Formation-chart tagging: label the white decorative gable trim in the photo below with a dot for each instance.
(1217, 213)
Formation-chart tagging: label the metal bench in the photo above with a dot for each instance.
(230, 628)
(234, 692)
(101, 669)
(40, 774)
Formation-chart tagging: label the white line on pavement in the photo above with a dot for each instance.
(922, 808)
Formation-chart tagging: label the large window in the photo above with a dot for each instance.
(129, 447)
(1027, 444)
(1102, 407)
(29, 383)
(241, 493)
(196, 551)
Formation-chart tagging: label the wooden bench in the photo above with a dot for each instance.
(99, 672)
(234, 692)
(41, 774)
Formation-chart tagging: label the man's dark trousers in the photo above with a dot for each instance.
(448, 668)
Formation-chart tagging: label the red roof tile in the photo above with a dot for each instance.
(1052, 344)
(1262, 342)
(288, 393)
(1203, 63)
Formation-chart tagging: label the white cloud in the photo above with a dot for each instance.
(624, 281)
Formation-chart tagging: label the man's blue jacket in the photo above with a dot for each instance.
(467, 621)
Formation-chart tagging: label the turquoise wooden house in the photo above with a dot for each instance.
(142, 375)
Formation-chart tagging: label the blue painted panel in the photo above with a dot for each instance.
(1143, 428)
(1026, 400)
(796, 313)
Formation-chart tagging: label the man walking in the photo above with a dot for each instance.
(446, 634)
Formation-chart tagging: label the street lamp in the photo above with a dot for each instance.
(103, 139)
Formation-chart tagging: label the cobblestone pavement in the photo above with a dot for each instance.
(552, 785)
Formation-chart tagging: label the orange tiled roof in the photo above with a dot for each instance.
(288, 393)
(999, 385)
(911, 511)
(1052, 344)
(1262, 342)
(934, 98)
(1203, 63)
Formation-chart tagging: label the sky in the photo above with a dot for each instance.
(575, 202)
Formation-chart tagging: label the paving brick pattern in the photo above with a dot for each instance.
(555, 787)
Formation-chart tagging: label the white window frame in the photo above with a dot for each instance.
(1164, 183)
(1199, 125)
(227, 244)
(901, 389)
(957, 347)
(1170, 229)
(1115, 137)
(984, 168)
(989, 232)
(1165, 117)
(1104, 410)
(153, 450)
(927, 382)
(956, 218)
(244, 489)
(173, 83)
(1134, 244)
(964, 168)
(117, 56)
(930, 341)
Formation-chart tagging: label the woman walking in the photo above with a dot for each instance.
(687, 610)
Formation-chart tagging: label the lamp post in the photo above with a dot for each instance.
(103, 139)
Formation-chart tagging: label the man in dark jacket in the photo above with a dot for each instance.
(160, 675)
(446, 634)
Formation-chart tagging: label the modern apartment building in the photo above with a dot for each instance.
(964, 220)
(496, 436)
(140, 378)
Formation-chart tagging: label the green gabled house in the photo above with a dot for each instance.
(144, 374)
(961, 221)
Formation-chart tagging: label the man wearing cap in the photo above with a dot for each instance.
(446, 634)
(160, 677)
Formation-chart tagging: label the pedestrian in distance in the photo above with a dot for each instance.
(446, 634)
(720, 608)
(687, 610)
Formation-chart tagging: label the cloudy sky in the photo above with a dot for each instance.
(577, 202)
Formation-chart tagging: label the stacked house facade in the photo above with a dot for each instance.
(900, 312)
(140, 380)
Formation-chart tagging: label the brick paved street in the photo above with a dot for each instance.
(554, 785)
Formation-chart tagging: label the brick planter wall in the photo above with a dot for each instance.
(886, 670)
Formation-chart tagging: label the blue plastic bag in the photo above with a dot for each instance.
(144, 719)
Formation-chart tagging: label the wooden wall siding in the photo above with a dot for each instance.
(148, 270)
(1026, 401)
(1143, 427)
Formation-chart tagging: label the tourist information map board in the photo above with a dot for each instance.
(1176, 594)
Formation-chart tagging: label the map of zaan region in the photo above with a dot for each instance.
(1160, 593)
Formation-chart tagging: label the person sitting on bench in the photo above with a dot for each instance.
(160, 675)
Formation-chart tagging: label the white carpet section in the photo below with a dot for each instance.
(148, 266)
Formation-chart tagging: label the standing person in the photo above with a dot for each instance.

━━━━━━━━━━

Task description -> Rewrite all of the lines above as a numbered list, leaving out any blank lines.

Correct answer ->
1. Formation-chart tagging: label the white decorative gable trim in the photo below with a dot for each instance.
2. (1217, 213)
3. Formation-chart tagging: label the metal bench in the photo above with a dot for each instance.
4. (230, 628)
5. (234, 692)
6. (101, 669)
7. (40, 774)
8. Formation-chart tagging: label the white line on pavement in the photo above with a dot for each instance.
9. (922, 808)
10. Formation-chart tagging: label the large window in the photo above with a dot for each instance.
11. (129, 447)
12. (1027, 444)
13. (1102, 407)
14. (29, 383)
15. (241, 493)
16. (196, 551)
17. Formation-chart tagging: label the wooden bench in the photo above with a dot for each instance.
18. (99, 672)
19. (234, 692)
20. (41, 774)
21. Formation-chart tagging: label the man's dark trousers in the photo above with a dot for each instance.
22. (448, 668)
23. Formation-chart tagging: label the red roof tile in the photo above with a dot for each instance.
24. (1052, 344)
25. (1262, 342)
26. (288, 393)
27. (1203, 63)
28. Formation-chart tagging: label the white cloud in the photo above with a dot for each instance.
29. (624, 281)
30. Formation-chart tagging: label the man's blue jacket in the photo above with a dot for each instance.
31. (467, 621)
32. Formation-chart tagging: label the turquoise wooden house in the photo above with a dot for each instance.
33. (142, 375)
34. Formation-chart tagging: label the blue painted panel in the photo above with a dot for each instance.
35. (1143, 428)
36. (1026, 400)
37. (796, 313)
38. Formation-chart tagging: label the man walking in the photo above with a dot for each instance.
39. (446, 634)
40. Formation-chart tagging: label the street lamp in the photo above with a dot for each instance.
41. (103, 139)
42. Formation-chart tagging: label the cobblestone pavement in the photo above with a dot for each instance.
43. (552, 785)
44. Formation-chart tagging: label the orange tiled roof in the photo above with a dot for each instance.
45. (288, 393)
46. (999, 385)
47. (911, 511)
48. (1052, 344)
49. (1262, 342)
50. (934, 98)
51. (1203, 63)
52. Formation-chart tagging: label the sky in the photo above with a dot for each instance.
53. (575, 202)
54. Formation-chart tagging: label the paving brick pattern in the photo above with a dot for each instance.
55. (555, 787)
56. Formation-chart tagging: label the white window frame in the photo above with a dot for each instance.
57. (1164, 183)
58. (1199, 125)
59. (227, 244)
60. (901, 389)
61. (957, 347)
62. (1170, 229)
63. (1115, 137)
64. (984, 168)
65. (989, 232)
66. (1165, 117)
67. (1104, 410)
68. (153, 450)
69. (927, 382)
70. (956, 218)
71. (244, 489)
72. (173, 83)
73. (1134, 244)
74. (964, 168)
75. (117, 56)
76. (930, 341)
77. Formation-chart tagging: label the woman walking in the photo above with a dot for each instance.
78. (687, 610)
79. Formation-chart tagging: label the lamp post in the photo above with a dot for each instance.
80. (103, 139)
81. Formation-chart tagging: label the man in dark jacket in the photo above with a dot for each instance.
82. (160, 675)
83. (446, 634)
84. Formation-chart tagging: label the modern apartment building in the photo above with a dot for each instance.
85. (964, 220)
86. (496, 436)
87. (140, 378)
88. Formation-chart tagging: label the green gabled house in the photo above with a dot for each instance.
89. (144, 374)
90. (961, 221)
91. Formation-chart tagging: label the man wearing cap in the photo above with a dot for each instance.
92. (446, 634)
93. (160, 677)
94. Formation-chart tagging: label the pedestrian in distance in the photo above with a dot for each instance.
95. (446, 634)
96. (720, 608)
97. (687, 610)
98. Formation-chart tagging: label the cloudy sky in the photo above with a dot for each instance.
99. (577, 202)
100. Formation-chart tagging: label the stacked house facade in the photo above with a dot for each instance.
101. (900, 312)
102. (140, 380)
103. Formation-chart tagging: label the brick paved street in the photo above with a dot for each instance.
104. (554, 785)
105. Formation-chart tagging: label the brick planter wall in the photo above with a dot for each instance.
106. (886, 670)
107. Formation-chart tagging: label the blue plastic bag in the photo above with a dot for each instance.
108. (144, 719)
109. Formation-chart tagging: label the wooden wall siding in the photo above with a dot for each instance.
110. (148, 270)
111. (1026, 401)
112. (1143, 427)
113. Formation-chart tagging: label the tourist information map board in the photo above with a dot for each instance.
114. (1176, 594)
115. Formation-chart tagging: label the map of zaan region in the photo above with a dot for each instance.
116. (1160, 593)
117. Formation-chart tagging: label the person sitting on bench in the photo above with a dot for each instance.
118. (160, 675)
119. Formation-chart tagging: label the white carpet section in the photo below with a dot for each instance.
120. (148, 266)
121. Formation-chart tagging: label the standing person in the photo above with a dot for each instance.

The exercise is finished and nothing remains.